- Supplied entries

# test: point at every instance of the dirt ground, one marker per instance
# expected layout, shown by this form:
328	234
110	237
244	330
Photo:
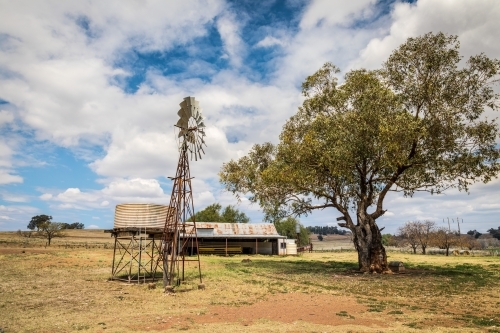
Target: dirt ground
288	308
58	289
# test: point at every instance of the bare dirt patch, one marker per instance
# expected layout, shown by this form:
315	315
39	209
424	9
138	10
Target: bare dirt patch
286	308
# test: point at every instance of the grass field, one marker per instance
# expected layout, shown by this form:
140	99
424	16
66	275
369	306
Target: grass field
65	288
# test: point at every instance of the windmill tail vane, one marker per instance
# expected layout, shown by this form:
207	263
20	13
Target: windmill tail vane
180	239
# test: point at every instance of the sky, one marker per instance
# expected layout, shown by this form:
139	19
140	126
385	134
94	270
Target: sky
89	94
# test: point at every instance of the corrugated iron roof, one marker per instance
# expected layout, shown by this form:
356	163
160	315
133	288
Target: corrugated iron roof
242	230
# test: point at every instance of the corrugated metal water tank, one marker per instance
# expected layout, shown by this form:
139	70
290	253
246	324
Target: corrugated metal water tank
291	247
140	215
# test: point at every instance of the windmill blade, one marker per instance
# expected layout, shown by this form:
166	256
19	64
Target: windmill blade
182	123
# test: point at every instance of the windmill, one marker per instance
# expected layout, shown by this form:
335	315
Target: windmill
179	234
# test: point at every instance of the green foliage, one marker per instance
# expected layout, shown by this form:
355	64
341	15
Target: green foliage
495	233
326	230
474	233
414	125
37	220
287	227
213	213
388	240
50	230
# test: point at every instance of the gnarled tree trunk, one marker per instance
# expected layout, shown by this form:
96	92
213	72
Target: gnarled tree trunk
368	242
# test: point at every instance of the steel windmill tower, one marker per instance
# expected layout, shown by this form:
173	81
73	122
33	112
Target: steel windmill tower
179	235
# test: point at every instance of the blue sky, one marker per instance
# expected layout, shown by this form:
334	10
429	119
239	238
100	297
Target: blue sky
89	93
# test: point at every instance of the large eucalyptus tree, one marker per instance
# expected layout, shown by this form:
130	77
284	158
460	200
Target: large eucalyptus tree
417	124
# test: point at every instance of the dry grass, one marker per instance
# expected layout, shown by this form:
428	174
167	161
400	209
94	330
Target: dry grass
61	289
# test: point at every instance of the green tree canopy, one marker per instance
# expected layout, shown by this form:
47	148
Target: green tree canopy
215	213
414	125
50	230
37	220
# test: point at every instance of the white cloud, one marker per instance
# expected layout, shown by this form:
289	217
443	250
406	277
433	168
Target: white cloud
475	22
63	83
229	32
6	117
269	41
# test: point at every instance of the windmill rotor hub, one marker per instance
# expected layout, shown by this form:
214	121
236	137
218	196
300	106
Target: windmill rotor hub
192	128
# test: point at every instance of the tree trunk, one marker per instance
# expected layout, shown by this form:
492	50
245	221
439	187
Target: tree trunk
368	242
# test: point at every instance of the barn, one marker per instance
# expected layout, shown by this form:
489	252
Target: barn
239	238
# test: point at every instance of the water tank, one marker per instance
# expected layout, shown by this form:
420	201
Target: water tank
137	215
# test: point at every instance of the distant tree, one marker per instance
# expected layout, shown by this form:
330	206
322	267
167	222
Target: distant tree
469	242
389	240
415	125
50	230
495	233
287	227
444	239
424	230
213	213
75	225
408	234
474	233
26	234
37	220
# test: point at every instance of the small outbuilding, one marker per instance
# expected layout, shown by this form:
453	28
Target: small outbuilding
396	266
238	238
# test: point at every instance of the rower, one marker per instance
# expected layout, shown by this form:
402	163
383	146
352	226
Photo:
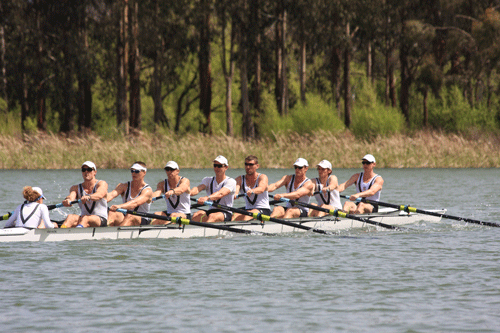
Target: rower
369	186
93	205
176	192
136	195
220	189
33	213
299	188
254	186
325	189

- Exercise requirements
Copy out all the data above exactly as written. Skip the pictures.

- Response below
# test: point at every instance of the dirt ground, one marker per instance
# expected layout, shown by this form:
328	234
110	237
244	330
Photo:
Target: dirt ground
288	308
58	289
# test: point at every instance of the bare dirt patch, one marker per instance
# expected layout, shown by this form:
315	315
39	209
424	9
138	10
Target: bare dirt patch
286	308
# test: point at every instance of the grass field, one marker per instance
# expected layout, shown by this form:
140	99
424	16
66	275
369	306
Target: grass field
65	288
# test: point at every instance of the windmill tail vane, one marker per instance
# expected layout, shown by this form:
207	263
20	13
Target: windmill tail vane
180	239
# test: point at every instance of the sky, one marker per instance
# expected layout, shown by this form:
139	19
140	126
385	134
94	270
Target: sky
89	94
# test: point at every instance of the corrugated iron roof, one marker per instance
# expected layout, shown by this form:
356	163
160	315
133	288
Target: corrugated iron roof
242	230
# test: point at every instance of the corrugated metal water tank, one marker per instance
# expected layout, shown by this form:
139	70
290	253
246	324
Target: corrugated metal water tank
291	247
140	215
# test: point at every instance of the windmill blade, one marker per instance
# expected layout, shown by this form:
166	256
19	64
Target: windmill blade
182	123
# test: point at every instance of the windmill, one marker per instance
# expected layout, shown by this form:
335	315
Target: windmill
179	234
# test: point at every instance of the green foliage, one marker per instance
# expected layout, shown by this form:
355	64
341	15
Target: green foliage
495	233
326	230
474	233
414	125
37	220
287	227
213	213
388	240
50	230
# test: point at every instance of the gnarled tree trunk, one marker per instance
# expected layout, shown by this form:
96	92
213	72
Target: gnarled tree trunk
368	242
# test: point at every instance of the steel windmill tower, one marker per instance
# expected layout, shown by this form:
173	81
73	122
33	112
Target: steel windmill tower
179	235
# test: point at every instance of the blue sky, one marker per instance
# expected layout, shown by this form:
334	10
429	119
239	238
100	297
Target: blue sky
89	93
# test: point at every instance of the large eucalyptus tree, one marker per instance
# expected layout, shown by this form:
130	77
284	158
460	200
Target: large eucalyptus tree
417	124
# test: point at every instance of the dry grass, one marker per instance
# expected layout, shown by this form:
428	174
167	161
400	209
94	330
Target: dry grass
61	289
# test: point at every instance of the green tree canopy, one marker per instance
# expected layout, shown by this form:
47	148
Target: green tree canopy
215	213
414	125
50	230
37	220
# test: point at every instance of the white cloud, one marker per instance
# expected layout, shown by this form:
289	217
443	250
406	277
433	168
Target: white cloud
475	22
63	83
229	32
6	117
269	41
# test: point at every instance of the windmill rotor hub, one marker per instance
# expected layout, shown by this form:
214	121
236	137
218	196
300	106
Target: windmill rotor hub
192	128
# test: point at every instance of the tree trunk, one marker per instance
# expected layout, shown by this form:
492	50
245	221
439	187
Target: tree trunk
368	242
# test: point at every instance of the barn, one marker per instance
# expected layout, shown by this form:
489	252
Target: barn
239	238
# test: point at every instance of the water tank, one marker per instance
# expected layout, shown by this form:
420	201
Target: water tank
137	215
# test: point at every instance of the distant tree, one marker per instance
# expected layout, shown by this form:
330	206
322	267
167	222
Target: distant tree
469	242
389	240
415	125
50	230
495	233
287	227
444	239
424	230
213	213
75	225
408	234
474	233
26	234
37	220
# test: point at every instance of the small outbuilding, one marker per instance
# expected layout, shown by this form:
453	28
Target: small outbuilding
396	266
238	238
# test: point at every instance of the rower, one marker per instance
# expected layout, shown by this form:
402	163
383	146
352	226
Photo:
Target: rower
369	186
93	205
176	192
136	195
220	189
33	213
299	188
254	186
325	189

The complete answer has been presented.